◆ Tasks and exercises:
**A)** In the passage on the Catholic Spirit in art, what is the symbolism of Christian art said to attempt?
**B)** Rewrite the listing with every "rough mask" changed to "coarse mask" and nothing else altered. Leave the pictures out.

◆ Page text:
■ ■ ■ ■ ■ ■ ■
To save art from ruin is one service; to provide it with a new world is another. In the wide rooms of the spirit, as they are unfolded to the Catholic vision, there are far-reaching vistas which have their influence on the reading of life. The symbolism that has distinguished Christian art is simply an attempt to visualize that portion of the unseen world which is manifest to the spirit. Whether we term this effort mystical or not, its sponsors vouch bravely for its reality. Their discovery has been bought too dearly to be termed a delusion, and its results are too worthy to be scorned. Anyone who derides it as untrue, or rejects it without earnest personal investigation, is emphatically not a seeker for the "best that has been known and thought in the world." He is simply a person with prejudices. Practically, then, the Catholic Spirit in art is both a regulative and a widening power: it is conservative in its human aspects and radical in its superhuman aspects. But it never forgets the soul or the body, the reality or the symbol.
■ ■ ■ ■ ■ ■ ■
◆ Data section:
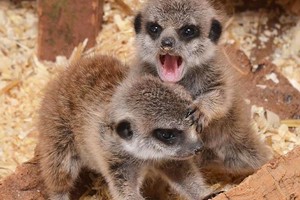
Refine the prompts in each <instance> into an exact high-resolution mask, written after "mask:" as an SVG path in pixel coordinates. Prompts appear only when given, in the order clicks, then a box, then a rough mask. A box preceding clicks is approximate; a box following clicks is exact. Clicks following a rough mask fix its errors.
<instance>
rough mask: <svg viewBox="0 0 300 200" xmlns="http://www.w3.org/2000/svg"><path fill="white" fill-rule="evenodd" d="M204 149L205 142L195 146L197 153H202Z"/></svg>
mask: <svg viewBox="0 0 300 200" xmlns="http://www.w3.org/2000/svg"><path fill="white" fill-rule="evenodd" d="M202 150H203V143H201V144H198V145H197V146H196V147H195V149H194V152H195V154H200V153H201V152H202Z"/></svg>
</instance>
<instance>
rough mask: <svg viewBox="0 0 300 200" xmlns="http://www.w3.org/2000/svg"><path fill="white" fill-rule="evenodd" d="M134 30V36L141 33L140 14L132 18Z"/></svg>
mask: <svg viewBox="0 0 300 200" xmlns="http://www.w3.org/2000/svg"><path fill="white" fill-rule="evenodd" d="M133 25H134V30H135V33H136V34H139V33H140V32H141V29H142V14H141V13H139V14H137V15H136V17H135V18H134V24H133Z"/></svg>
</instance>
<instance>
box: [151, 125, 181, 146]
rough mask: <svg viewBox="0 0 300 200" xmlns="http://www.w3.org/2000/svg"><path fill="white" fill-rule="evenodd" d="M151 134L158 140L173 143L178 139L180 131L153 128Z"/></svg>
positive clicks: (178, 130) (169, 142) (162, 141)
mask: <svg viewBox="0 0 300 200" xmlns="http://www.w3.org/2000/svg"><path fill="white" fill-rule="evenodd" d="M153 135H154V137H155V138H156V139H158V140H159V141H161V142H163V143H165V144H167V145H174V144H176V143H177V142H178V141H179V140H180V135H182V131H180V130H177V129H160V128H159V129H155V130H154V131H153Z"/></svg>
■ ■ ■ ■ ■ ■ ■
◆ Answers given:
**A)** It attempts to visualize the portion of the unseen world that is manifest to the spirit.

**B)**
Refine the prompts in each <instance> into an exact high-resolution mask, written after "mask:" as an SVG path in pixel coordinates. Prompts appear only when given, in the order clicks, then a box, then a coarse mask. A box preceding clicks is approximate; a box following clicks is exact. Clicks following a coarse mask fix its errors.
<instance>
coarse mask: <svg viewBox="0 0 300 200" xmlns="http://www.w3.org/2000/svg"><path fill="white" fill-rule="evenodd" d="M204 149L205 142L195 146L197 153H202Z"/></svg>
mask: <svg viewBox="0 0 300 200" xmlns="http://www.w3.org/2000/svg"><path fill="white" fill-rule="evenodd" d="M202 150H203V143H201V144H198V145H197V146H196V147H195V149H194V152H195V154H200V153H201V152H202Z"/></svg>
</instance>
<instance>
coarse mask: <svg viewBox="0 0 300 200" xmlns="http://www.w3.org/2000/svg"><path fill="white" fill-rule="evenodd" d="M134 30V36L141 33L140 14L132 18Z"/></svg>
mask: <svg viewBox="0 0 300 200" xmlns="http://www.w3.org/2000/svg"><path fill="white" fill-rule="evenodd" d="M133 25H134V30H135V33H136V34H139V33H140V32H141V29H142V14H141V13H139V14H137V15H136V17H135V18H134V24H133Z"/></svg>
</instance>
<instance>
box: [151, 125, 181, 146]
coarse mask: <svg viewBox="0 0 300 200" xmlns="http://www.w3.org/2000/svg"><path fill="white" fill-rule="evenodd" d="M151 134L158 140L173 143L178 139L180 131L153 128Z"/></svg>
positive clicks: (178, 130) (169, 142) (162, 141)
mask: <svg viewBox="0 0 300 200" xmlns="http://www.w3.org/2000/svg"><path fill="white" fill-rule="evenodd" d="M153 135H154V137H155V138H156V139H158V140H159V141H161V142H163V143H165V144H167V145H174V144H176V143H177V142H178V141H179V140H180V135H182V131H180V130H177V129H160V128H159V129H155V130H154V131H153Z"/></svg>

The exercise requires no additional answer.